**EXERCISE TASK**
From the records below, pull out every line from the one containing "blue water in the photo above." down through the end of the records. Copy them word for word.

--- BEGIN DATASET RECORDS ---

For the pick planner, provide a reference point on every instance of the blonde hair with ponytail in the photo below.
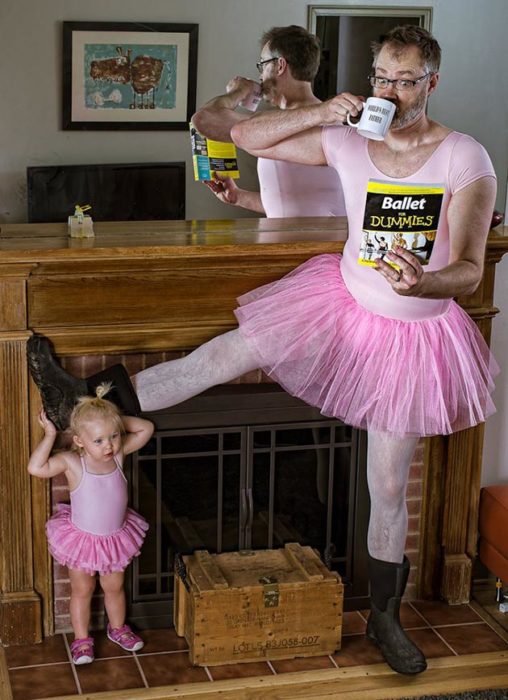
(96, 407)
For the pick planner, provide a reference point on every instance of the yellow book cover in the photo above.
(405, 215)
(209, 156)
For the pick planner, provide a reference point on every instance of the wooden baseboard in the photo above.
(5, 686)
(452, 674)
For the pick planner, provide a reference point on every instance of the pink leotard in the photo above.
(88, 500)
(458, 161)
(291, 189)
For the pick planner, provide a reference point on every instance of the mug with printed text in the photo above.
(251, 102)
(375, 119)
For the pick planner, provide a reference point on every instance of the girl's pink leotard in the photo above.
(97, 532)
(90, 495)
(334, 333)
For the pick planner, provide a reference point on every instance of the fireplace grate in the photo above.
(247, 483)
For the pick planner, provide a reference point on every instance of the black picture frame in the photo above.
(106, 64)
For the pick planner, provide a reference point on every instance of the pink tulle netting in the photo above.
(430, 377)
(104, 554)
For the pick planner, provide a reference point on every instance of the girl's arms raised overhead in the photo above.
(137, 433)
(41, 464)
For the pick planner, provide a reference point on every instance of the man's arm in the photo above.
(228, 192)
(294, 134)
(469, 217)
(215, 119)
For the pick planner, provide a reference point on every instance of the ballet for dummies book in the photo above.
(405, 215)
(209, 157)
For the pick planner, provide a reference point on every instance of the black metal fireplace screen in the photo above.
(247, 467)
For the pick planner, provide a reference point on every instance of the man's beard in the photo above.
(407, 115)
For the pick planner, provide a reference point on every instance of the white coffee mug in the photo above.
(375, 120)
(253, 99)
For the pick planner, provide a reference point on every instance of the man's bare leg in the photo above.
(221, 359)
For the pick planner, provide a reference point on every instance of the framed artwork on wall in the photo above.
(129, 75)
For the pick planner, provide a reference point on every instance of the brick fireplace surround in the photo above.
(83, 366)
(143, 288)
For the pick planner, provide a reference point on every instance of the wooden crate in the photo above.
(246, 606)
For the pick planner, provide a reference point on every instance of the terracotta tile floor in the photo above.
(44, 670)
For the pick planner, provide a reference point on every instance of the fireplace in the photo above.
(247, 467)
(162, 287)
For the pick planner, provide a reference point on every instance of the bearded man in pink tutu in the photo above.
(326, 330)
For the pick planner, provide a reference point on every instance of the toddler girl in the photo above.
(97, 533)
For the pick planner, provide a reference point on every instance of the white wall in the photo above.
(472, 97)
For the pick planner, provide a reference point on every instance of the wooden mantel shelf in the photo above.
(152, 286)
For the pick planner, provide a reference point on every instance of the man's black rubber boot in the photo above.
(388, 582)
(60, 391)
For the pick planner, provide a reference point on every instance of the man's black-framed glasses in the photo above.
(260, 64)
(398, 83)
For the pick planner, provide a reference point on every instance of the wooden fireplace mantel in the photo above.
(152, 286)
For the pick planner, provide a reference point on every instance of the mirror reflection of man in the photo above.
(287, 65)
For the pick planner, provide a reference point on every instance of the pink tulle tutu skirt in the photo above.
(103, 554)
(430, 377)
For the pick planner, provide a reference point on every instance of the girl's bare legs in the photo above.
(388, 460)
(221, 359)
(82, 589)
(114, 597)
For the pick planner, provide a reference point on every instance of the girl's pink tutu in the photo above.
(430, 377)
(82, 550)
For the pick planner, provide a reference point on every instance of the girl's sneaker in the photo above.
(125, 638)
(82, 651)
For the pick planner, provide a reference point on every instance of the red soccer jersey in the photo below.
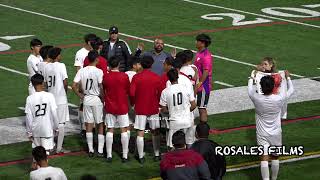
(145, 91)
(163, 81)
(102, 64)
(116, 91)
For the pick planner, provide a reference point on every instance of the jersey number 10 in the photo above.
(179, 99)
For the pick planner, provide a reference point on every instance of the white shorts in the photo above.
(267, 141)
(31, 89)
(141, 122)
(63, 113)
(189, 135)
(46, 142)
(284, 111)
(93, 114)
(116, 121)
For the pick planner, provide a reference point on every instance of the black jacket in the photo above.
(216, 163)
(120, 49)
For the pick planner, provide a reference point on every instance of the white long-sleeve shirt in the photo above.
(268, 109)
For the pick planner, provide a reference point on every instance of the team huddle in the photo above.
(141, 90)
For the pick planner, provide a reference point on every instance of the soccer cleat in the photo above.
(91, 154)
(141, 160)
(109, 160)
(101, 155)
(157, 158)
(124, 160)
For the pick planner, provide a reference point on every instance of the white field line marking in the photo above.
(246, 12)
(127, 35)
(19, 72)
(224, 84)
(281, 161)
(15, 37)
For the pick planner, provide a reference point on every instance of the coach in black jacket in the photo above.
(116, 47)
(206, 147)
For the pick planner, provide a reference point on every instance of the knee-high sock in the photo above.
(100, 143)
(156, 145)
(265, 170)
(60, 137)
(140, 145)
(109, 141)
(274, 169)
(125, 144)
(90, 141)
(128, 131)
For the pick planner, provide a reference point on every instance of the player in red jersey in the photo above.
(116, 92)
(145, 91)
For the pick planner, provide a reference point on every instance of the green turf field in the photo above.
(294, 44)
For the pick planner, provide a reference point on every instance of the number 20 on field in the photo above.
(238, 19)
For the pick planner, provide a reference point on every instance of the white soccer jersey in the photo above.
(54, 74)
(177, 98)
(49, 172)
(80, 56)
(41, 114)
(90, 78)
(268, 109)
(189, 71)
(41, 67)
(131, 74)
(32, 64)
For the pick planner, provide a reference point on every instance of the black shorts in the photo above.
(202, 99)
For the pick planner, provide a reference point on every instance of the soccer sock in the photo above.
(274, 169)
(100, 143)
(128, 135)
(156, 145)
(125, 144)
(89, 136)
(60, 137)
(140, 145)
(109, 141)
(265, 170)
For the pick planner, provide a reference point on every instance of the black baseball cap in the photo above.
(113, 30)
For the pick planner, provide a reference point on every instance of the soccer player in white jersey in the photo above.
(78, 63)
(179, 101)
(55, 75)
(186, 82)
(44, 55)
(43, 170)
(268, 120)
(41, 115)
(33, 60)
(90, 79)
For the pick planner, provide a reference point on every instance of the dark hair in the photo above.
(93, 55)
(133, 60)
(89, 38)
(88, 177)
(267, 84)
(53, 53)
(178, 62)
(35, 42)
(44, 51)
(179, 139)
(96, 43)
(173, 75)
(37, 79)
(146, 62)
(204, 38)
(114, 62)
(169, 61)
(39, 154)
(202, 130)
(189, 55)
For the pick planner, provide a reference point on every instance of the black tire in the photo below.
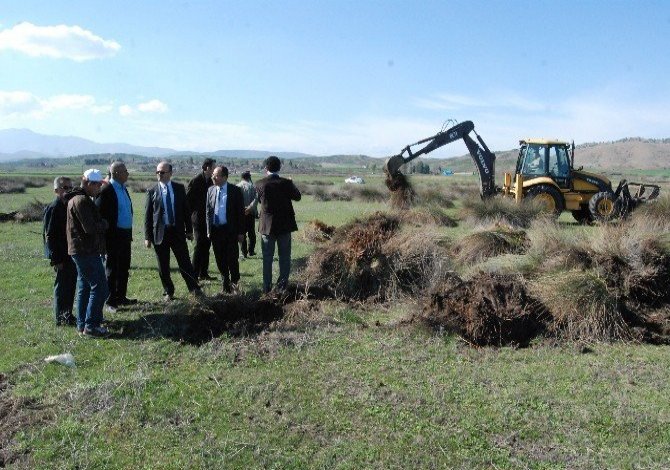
(583, 215)
(604, 207)
(547, 194)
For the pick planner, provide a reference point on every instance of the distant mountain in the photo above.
(628, 153)
(19, 144)
(24, 143)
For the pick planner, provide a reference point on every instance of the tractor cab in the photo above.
(545, 158)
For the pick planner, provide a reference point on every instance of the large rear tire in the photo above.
(604, 207)
(583, 215)
(550, 197)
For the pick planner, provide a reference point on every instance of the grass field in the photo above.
(361, 389)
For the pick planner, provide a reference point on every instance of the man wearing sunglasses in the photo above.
(86, 244)
(167, 225)
(55, 249)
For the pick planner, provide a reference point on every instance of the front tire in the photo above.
(604, 207)
(550, 197)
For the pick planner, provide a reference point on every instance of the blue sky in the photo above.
(334, 77)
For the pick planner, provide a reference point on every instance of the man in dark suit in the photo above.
(196, 193)
(117, 209)
(167, 225)
(55, 248)
(277, 221)
(225, 226)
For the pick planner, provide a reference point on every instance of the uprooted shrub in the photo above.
(488, 309)
(374, 258)
(427, 215)
(484, 244)
(403, 195)
(501, 210)
(583, 307)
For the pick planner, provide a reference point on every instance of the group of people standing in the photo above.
(88, 234)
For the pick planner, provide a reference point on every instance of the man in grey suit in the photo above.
(224, 212)
(167, 225)
(277, 221)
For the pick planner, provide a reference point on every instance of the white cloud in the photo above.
(153, 106)
(25, 105)
(58, 42)
(125, 110)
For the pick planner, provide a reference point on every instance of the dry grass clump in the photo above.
(484, 244)
(503, 210)
(583, 307)
(552, 248)
(657, 209)
(486, 310)
(322, 194)
(367, 193)
(427, 215)
(433, 196)
(403, 195)
(373, 258)
(10, 186)
(31, 212)
(316, 231)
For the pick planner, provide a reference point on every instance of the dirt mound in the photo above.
(489, 309)
(373, 259)
(316, 231)
(16, 415)
(403, 195)
(481, 245)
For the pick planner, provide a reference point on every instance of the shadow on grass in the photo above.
(196, 323)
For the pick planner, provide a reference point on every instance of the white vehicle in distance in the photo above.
(355, 180)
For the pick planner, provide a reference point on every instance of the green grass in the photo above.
(360, 392)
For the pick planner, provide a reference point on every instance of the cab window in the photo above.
(559, 163)
(534, 163)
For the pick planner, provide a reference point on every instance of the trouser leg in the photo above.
(180, 250)
(163, 257)
(284, 253)
(92, 281)
(65, 284)
(201, 252)
(268, 250)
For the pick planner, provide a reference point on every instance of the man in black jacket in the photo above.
(225, 226)
(197, 195)
(277, 221)
(117, 209)
(167, 225)
(55, 248)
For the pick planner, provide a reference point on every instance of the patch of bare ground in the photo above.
(488, 309)
(16, 416)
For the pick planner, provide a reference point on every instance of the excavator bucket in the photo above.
(393, 164)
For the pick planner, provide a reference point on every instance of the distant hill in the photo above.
(19, 144)
(624, 154)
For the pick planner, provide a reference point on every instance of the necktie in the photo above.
(168, 201)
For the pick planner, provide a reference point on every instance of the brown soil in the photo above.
(403, 195)
(487, 310)
(16, 415)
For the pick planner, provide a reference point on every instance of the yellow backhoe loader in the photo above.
(544, 171)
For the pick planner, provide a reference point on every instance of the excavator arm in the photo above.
(483, 158)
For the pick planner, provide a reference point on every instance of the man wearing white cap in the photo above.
(86, 244)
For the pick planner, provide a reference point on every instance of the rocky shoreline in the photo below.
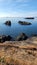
(19, 52)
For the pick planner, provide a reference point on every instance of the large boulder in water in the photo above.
(4, 38)
(8, 23)
(21, 37)
(29, 18)
(24, 23)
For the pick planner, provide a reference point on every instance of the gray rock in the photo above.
(24, 23)
(21, 37)
(4, 38)
(8, 23)
(29, 18)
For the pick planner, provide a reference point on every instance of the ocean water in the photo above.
(15, 29)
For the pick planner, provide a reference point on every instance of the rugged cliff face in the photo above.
(19, 52)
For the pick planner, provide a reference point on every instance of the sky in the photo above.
(18, 8)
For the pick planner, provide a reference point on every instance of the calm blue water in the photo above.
(15, 29)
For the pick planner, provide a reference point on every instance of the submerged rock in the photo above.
(24, 23)
(8, 23)
(29, 18)
(21, 37)
(4, 38)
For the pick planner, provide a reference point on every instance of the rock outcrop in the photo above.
(29, 18)
(24, 23)
(4, 38)
(21, 37)
(8, 23)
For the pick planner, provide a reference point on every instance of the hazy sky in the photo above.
(18, 8)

--- END DATASET RECORDS ---

**SOLUTION FOR THIS EXERCISE**
For the pick planner, provide a reference point on every instance of the calm blue water in the photo above.
(15, 29)
For the pick planner, provide a reference point on every instance of the submerged rock in the photo above.
(24, 23)
(8, 23)
(29, 18)
(21, 37)
(4, 38)
For the pick planner, provide a reference point on every instance of the rock outcrop in the photo above.
(29, 18)
(24, 23)
(4, 38)
(21, 37)
(8, 23)
For the pick planner, provide a reference point on every instance of the hazy sky in the photo above.
(18, 8)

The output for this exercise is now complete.